Put the records into a Markdown table with the columns "Row" and "Line," starting at the line that has "Can you spot the sky" and stopping after the line that has "x=238, y=26". Give each line a row number and leave out any blank lines.

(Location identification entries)
--
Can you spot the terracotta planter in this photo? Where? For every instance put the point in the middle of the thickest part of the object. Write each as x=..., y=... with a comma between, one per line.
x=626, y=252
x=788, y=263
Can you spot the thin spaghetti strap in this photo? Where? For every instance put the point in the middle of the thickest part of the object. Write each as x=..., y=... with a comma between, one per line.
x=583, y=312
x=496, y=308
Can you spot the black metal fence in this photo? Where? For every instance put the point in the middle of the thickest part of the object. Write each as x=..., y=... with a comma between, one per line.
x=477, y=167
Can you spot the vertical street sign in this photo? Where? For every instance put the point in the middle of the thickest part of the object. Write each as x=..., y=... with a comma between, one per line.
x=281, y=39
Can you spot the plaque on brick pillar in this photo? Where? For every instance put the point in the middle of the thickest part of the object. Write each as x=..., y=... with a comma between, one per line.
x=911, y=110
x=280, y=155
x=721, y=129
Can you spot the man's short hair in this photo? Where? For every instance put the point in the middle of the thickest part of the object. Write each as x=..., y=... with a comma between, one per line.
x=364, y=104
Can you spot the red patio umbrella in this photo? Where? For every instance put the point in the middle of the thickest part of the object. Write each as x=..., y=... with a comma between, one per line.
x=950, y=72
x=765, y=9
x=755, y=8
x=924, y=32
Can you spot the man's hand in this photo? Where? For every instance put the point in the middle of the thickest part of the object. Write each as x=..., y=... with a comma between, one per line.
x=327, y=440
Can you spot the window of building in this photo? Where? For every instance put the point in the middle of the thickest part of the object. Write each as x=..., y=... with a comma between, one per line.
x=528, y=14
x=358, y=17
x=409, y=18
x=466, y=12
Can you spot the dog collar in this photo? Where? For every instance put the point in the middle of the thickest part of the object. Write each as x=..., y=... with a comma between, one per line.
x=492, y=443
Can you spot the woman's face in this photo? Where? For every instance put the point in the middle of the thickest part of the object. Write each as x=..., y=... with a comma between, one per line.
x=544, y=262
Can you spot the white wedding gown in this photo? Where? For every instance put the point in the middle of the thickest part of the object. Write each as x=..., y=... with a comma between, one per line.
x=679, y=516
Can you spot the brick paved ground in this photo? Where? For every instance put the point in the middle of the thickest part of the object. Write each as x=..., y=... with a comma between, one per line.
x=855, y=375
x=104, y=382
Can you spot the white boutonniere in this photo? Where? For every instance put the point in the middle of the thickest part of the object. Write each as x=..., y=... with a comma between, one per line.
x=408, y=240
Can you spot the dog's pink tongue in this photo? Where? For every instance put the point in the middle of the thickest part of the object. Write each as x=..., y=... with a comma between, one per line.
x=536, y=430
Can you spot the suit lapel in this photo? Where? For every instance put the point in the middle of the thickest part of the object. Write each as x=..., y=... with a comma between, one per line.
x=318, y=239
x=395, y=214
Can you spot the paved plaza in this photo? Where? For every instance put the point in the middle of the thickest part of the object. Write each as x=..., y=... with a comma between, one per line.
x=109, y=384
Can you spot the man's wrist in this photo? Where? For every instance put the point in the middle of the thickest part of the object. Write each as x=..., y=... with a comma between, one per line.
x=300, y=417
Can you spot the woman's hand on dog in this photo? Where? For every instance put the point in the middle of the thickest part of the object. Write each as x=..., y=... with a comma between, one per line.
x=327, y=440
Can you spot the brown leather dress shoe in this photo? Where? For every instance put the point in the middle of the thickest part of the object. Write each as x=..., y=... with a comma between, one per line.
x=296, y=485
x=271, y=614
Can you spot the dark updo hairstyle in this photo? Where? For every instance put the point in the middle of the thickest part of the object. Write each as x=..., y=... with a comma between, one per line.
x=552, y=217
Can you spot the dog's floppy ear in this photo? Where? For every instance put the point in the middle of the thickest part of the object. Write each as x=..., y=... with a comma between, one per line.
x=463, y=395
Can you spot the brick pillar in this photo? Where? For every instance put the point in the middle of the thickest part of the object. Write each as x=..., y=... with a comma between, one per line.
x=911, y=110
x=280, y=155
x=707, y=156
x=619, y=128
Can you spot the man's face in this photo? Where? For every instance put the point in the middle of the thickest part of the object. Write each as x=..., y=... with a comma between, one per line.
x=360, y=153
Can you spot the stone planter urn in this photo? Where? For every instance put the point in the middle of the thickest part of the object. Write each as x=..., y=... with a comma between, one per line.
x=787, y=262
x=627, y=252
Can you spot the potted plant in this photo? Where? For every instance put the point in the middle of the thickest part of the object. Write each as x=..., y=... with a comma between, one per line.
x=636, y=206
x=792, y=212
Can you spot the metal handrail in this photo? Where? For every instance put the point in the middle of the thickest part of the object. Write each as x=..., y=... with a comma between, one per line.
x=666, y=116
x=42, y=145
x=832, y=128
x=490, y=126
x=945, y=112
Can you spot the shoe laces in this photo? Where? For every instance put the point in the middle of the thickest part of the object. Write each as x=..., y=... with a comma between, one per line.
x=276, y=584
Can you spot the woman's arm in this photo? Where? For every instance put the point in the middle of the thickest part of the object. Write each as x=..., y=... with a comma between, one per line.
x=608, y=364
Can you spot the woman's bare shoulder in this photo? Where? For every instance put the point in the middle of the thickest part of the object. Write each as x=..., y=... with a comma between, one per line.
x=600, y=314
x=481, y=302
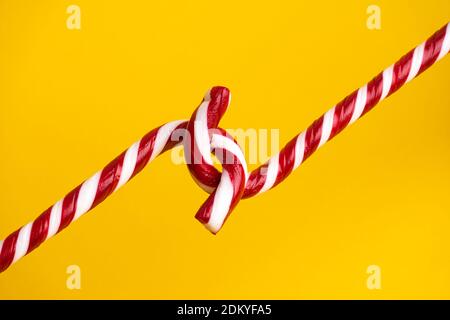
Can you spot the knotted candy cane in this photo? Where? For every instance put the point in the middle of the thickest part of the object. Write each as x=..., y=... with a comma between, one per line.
x=203, y=136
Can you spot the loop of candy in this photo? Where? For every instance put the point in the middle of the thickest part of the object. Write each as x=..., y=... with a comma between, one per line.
x=234, y=183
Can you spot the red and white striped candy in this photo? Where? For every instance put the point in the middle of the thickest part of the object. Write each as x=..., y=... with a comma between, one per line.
x=228, y=187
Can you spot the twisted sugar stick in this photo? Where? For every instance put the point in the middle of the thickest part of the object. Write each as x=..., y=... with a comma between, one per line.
x=234, y=183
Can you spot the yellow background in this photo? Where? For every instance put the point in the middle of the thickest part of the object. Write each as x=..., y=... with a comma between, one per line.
x=70, y=100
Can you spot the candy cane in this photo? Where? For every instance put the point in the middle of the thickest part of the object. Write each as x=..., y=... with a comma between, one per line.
x=202, y=136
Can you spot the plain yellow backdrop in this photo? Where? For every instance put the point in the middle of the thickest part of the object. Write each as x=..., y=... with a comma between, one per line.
x=378, y=194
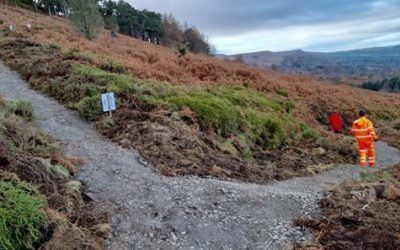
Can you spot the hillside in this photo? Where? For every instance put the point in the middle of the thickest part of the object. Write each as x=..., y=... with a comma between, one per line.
x=192, y=114
x=351, y=67
x=42, y=205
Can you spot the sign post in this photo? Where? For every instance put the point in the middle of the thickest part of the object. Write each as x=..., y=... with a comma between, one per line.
x=108, y=102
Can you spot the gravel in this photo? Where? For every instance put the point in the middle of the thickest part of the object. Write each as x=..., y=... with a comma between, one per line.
x=150, y=211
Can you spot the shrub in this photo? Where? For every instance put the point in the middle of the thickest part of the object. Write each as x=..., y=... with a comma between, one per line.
x=114, y=67
x=266, y=131
x=211, y=111
x=21, y=108
x=310, y=134
x=88, y=90
x=21, y=216
x=105, y=123
x=75, y=54
x=282, y=92
x=82, y=74
x=89, y=107
x=245, y=97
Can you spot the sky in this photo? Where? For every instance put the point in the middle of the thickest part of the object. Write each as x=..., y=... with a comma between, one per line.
x=241, y=26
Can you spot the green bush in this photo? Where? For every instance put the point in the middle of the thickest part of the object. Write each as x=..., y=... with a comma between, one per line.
x=114, y=67
x=282, y=92
x=310, y=134
x=267, y=131
x=21, y=215
x=88, y=90
x=21, y=108
x=245, y=97
x=212, y=112
x=105, y=123
x=89, y=107
x=75, y=54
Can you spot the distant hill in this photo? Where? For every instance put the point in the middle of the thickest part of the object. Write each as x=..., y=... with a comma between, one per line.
x=350, y=67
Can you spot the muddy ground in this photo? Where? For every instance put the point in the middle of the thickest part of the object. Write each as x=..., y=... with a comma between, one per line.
x=73, y=220
x=173, y=147
x=150, y=211
x=360, y=215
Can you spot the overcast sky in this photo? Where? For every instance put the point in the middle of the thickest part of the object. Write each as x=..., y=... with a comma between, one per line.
x=238, y=26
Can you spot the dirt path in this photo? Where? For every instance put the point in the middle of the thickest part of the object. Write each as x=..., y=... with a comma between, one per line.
x=150, y=211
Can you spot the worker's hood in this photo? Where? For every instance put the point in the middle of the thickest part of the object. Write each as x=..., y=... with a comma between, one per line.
x=361, y=121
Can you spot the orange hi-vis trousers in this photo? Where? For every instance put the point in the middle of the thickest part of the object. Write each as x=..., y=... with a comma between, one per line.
x=366, y=152
x=364, y=132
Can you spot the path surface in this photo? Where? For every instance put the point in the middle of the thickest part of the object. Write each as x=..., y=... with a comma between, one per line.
x=150, y=211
--
Complete response:
| Row | Line |
|---|---|
| 1 | Can you spot the sky in this photo? Where? For every instance put the point in the middle of the thickest part of the object. Write each as x=..., y=... with a comma between, one per line. |
| 2 | x=241, y=26 |
| 3 | Can you spot the green bush in this photo? Where? For every instance put the point in the middle of the thickest part of the object. Write each as x=..., y=... with a comma between, one per line. |
| 4 | x=114, y=67 |
| 5 | x=282, y=92 |
| 6 | x=310, y=134 |
| 7 | x=267, y=131 |
| 8 | x=21, y=215 |
| 9 | x=88, y=90 |
| 10 | x=21, y=108 |
| 11 | x=245, y=97 |
| 12 | x=212, y=112 |
| 13 | x=105, y=123 |
| 14 | x=89, y=107 |
| 15 | x=75, y=54 |
| 16 | Can you spot the distant hill in this photo? Where? For every instance put the point in the middle of the thickest part of the object. Write each as x=..., y=... with a comma between, one per line. |
| 17 | x=350, y=67 |
| 18 | Can you spot the muddy ground in this photo? Where? For every instance put the point in the middle of the thickest part of the object. Write each as x=..., y=... with a comma between, one per line. |
| 19 | x=73, y=220 |
| 20 | x=173, y=147 |
| 21 | x=150, y=211 |
| 22 | x=360, y=215 |
| 23 | Can you spot the overcast sky in this photo? Where? For every instance put the point in the middle of the thickest part of the object. Write each as x=..., y=... with a comma between, one per line. |
| 24 | x=238, y=26 |